_What the task asks_.
Starting from the line that holds "and locate sky", print every line through the end of the records, first and last included.

_Data records_.
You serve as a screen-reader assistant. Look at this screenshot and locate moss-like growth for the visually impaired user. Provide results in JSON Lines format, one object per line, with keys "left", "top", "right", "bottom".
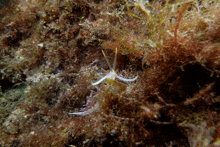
{"left": 1, "top": 0, "right": 220, "bottom": 146}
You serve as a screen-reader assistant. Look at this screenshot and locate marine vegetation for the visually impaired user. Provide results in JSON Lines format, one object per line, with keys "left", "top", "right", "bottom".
{"left": 1, "top": 0, "right": 220, "bottom": 146}
{"left": 69, "top": 48, "right": 138, "bottom": 116}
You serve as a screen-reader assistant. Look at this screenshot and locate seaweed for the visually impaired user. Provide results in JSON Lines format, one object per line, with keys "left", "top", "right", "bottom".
{"left": 1, "top": 0, "right": 220, "bottom": 146}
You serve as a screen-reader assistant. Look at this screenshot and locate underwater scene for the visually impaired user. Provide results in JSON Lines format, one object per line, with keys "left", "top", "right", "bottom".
{"left": 1, "top": 0, "right": 220, "bottom": 146}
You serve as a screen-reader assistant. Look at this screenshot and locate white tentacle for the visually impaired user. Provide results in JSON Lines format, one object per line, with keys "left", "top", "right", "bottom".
{"left": 92, "top": 73, "right": 110, "bottom": 85}
{"left": 116, "top": 75, "right": 138, "bottom": 82}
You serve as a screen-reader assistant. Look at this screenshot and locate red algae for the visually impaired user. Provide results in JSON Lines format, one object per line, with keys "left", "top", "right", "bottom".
{"left": 0, "top": 0, "right": 220, "bottom": 146}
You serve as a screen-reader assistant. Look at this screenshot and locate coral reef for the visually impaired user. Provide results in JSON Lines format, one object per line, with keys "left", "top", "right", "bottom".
{"left": 1, "top": 0, "right": 220, "bottom": 146}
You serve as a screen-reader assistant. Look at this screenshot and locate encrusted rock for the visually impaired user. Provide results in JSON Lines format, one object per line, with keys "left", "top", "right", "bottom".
{"left": 3, "top": 108, "right": 29, "bottom": 134}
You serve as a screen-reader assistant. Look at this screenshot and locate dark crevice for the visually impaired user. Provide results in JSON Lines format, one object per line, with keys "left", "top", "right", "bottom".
{"left": 159, "top": 62, "right": 216, "bottom": 104}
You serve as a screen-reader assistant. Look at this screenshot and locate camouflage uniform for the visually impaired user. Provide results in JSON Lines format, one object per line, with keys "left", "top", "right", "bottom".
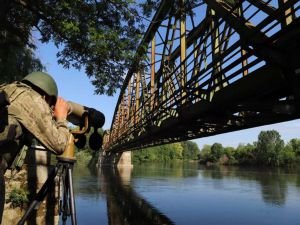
{"left": 0, "top": 82, "right": 70, "bottom": 155}
{"left": 0, "top": 79, "right": 70, "bottom": 224}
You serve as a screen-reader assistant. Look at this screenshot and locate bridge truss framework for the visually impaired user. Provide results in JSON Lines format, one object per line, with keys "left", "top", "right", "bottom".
{"left": 103, "top": 0, "right": 300, "bottom": 153}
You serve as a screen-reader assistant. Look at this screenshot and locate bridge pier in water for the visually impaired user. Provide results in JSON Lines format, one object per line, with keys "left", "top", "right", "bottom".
{"left": 98, "top": 151, "right": 132, "bottom": 168}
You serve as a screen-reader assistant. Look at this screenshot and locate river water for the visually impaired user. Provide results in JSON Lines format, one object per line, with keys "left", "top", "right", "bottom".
{"left": 66, "top": 162, "right": 300, "bottom": 225}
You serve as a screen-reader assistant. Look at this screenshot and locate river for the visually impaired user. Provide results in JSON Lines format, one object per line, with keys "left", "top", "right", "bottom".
{"left": 63, "top": 162, "right": 300, "bottom": 225}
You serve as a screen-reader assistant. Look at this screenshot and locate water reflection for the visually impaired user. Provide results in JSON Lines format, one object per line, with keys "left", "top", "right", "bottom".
{"left": 200, "top": 166, "right": 300, "bottom": 206}
{"left": 100, "top": 166, "right": 175, "bottom": 225}
{"left": 132, "top": 161, "right": 199, "bottom": 178}
{"left": 72, "top": 163, "right": 300, "bottom": 225}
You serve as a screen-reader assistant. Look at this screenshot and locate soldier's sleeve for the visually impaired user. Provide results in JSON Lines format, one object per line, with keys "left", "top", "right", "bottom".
{"left": 9, "top": 90, "right": 70, "bottom": 154}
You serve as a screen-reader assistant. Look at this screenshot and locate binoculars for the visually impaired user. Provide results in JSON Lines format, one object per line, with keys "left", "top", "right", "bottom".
{"left": 67, "top": 101, "right": 105, "bottom": 151}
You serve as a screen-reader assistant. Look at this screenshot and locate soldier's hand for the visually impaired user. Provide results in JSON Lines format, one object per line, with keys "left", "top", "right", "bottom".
{"left": 54, "top": 97, "right": 69, "bottom": 121}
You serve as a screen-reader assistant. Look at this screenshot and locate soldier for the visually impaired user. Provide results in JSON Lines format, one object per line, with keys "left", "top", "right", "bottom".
{"left": 0, "top": 71, "right": 71, "bottom": 223}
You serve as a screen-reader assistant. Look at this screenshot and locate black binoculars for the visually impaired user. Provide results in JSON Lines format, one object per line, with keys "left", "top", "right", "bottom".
{"left": 67, "top": 101, "right": 105, "bottom": 151}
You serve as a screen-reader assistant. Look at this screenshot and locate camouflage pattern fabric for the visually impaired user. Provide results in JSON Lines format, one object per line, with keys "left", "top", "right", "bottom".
{"left": 1, "top": 82, "right": 70, "bottom": 154}
{"left": 0, "top": 114, "right": 22, "bottom": 146}
{"left": 0, "top": 115, "right": 23, "bottom": 169}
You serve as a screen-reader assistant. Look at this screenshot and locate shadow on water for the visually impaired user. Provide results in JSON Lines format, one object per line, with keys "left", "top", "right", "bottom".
{"left": 99, "top": 166, "right": 175, "bottom": 225}
{"left": 200, "top": 165, "right": 300, "bottom": 206}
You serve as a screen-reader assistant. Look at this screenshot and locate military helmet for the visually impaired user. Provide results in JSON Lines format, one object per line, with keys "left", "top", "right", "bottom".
{"left": 22, "top": 71, "right": 58, "bottom": 98}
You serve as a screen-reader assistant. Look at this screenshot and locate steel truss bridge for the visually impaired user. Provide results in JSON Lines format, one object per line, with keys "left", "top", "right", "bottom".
{"left": 103, "top": 0, "right": 300, "bottom": 153}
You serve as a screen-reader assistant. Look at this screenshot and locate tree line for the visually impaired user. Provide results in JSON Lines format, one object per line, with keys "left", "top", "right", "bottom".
{"left": 132, "top": 141, "right": 200, "bottom": 163}
{"left": 199, "top": 130, "right": 300, "bottom": 166}
{"left": 133, "top": 130, "right": 300, "bottom": 167}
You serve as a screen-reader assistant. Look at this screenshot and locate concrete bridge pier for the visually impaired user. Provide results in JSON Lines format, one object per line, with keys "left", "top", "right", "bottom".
{"left": 98, "top": 151, "right": 133, "bottom": 168}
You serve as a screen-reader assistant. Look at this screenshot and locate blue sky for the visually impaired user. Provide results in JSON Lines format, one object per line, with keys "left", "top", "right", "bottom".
{"left": 35, "top": 40, "right": 300, "bottom": 149}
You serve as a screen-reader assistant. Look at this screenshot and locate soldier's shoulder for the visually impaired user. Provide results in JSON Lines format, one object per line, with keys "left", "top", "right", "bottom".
{"left": 1, "top": 82, "right": 31, "bottom": 92}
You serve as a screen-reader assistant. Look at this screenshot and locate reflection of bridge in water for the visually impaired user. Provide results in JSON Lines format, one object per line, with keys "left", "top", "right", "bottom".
{"left": 103, "top": 0, "right": 300, "bottom": 153}
{"left": 100, "top": 167, "right": 175, "bottom": 225}
{"left": 97, "top": 165, "right": 298, "bottom": 224}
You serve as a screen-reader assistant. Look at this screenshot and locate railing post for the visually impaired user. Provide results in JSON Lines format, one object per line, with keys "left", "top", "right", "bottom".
{"left": 151, "top": 36, "right": 156, "bottom": 109}
{"left": 180, "top": 0, "right": 187, "bottom": 102}
{"left": 135, "top": 72, "right": 141, "bottom": 126}
{"left": 278, "top": 0, "right": 295, "bottom": 27}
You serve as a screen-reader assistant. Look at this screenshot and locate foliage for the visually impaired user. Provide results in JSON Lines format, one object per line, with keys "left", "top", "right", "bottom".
{"left": 279, "top": 145, "right": 296, "bottom": 165}
{"left": 199, "top": 144, "right": 212, "bottom": 163}
{"left": 210, "top": 143, "right": 223, "bottom": 162}
{"left": 8, "top": 187, "right": 29, "bottom": 208}
{"left": 0, "top": 0, "right": 163, "bottom": 95}
{"left": 182, "top": 141, "right": 200, "bottom": 160}
{"left": 224, "top": 147, "right": 235, "bottom": 162}
{"left": 288, "top": 138, "right": 300, "bottom": 156}
{"left": 255, "top": 130, "right": 284, "bottom": 166}
{"left": 74, "top": 129, "right": 299, "bottom": 167}
{"left": 199, "top": 130, "right": 299, "bottom": 167}
{"left": 140, "top": 0, "right": 204, "bottom": 17}
{"left": 234, "top": 144, "right": 256, "bottom": 165}
{"left": 75, "top": 129, "right": 299, "bottom": 167}
{"left": 75, "top": 149, "right": 93, "bottom": 165}
{"left": 0, "top": 32, "right": 44, "bottom": 83}
{"left": 132, "top": 141, "right": 200, "bottom": 163}
{"left": 1, "top": 0, "right": 208, "bottom": 95}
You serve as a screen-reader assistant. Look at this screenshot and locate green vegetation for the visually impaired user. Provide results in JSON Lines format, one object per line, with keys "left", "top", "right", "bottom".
{"left": 8, "top": 187, "right": 29, "bottom": 208}
{"left": 0, "top": 33, "right": 44, "bottom": 83}
{"left": 132, "top": 129, "right": 300, "bottom": 167}
{"left": 75, "top": 149, "right": 94, "bottom": 165}
{"left": 1, "top": 1, "right": 203, "bottom": 95}
{"left": 132, "top": 141, "right": 200, "bottom": 163}
{"left": 0, "top": 1, "right": 159, "bottom": 94}
{"left": 199, "top": 130, "right": 300, "bottom": 167}
{"left": 73, "top": 129, "right": 299, "bottom": 168}
{"left": 74, "top": 149, "right": 100, "bottom": 172}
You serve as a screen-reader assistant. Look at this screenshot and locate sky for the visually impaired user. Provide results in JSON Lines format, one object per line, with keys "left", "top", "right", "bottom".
{"left": 35, "top": 40, "right": 300, "bottom": 150}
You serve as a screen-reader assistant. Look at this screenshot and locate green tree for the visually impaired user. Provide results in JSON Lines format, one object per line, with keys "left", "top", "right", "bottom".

_Solved exercise_.
You serve as a screen-reader assistant. Look at this screenshot and locate sky for the visually impaired user. Provide results in JSON Lines format, one object per line, with keys "left", "top", "right", "bottom".
{"left": 35, "top": 40, "right": 300, "bottom": 150}
You serve as a screen-reader assistant. Look at this screenshot and locate green tree for the visually impaired user. Provide results in JSON Lines format, one object per line, with keys "left", "top", "right", "bottom".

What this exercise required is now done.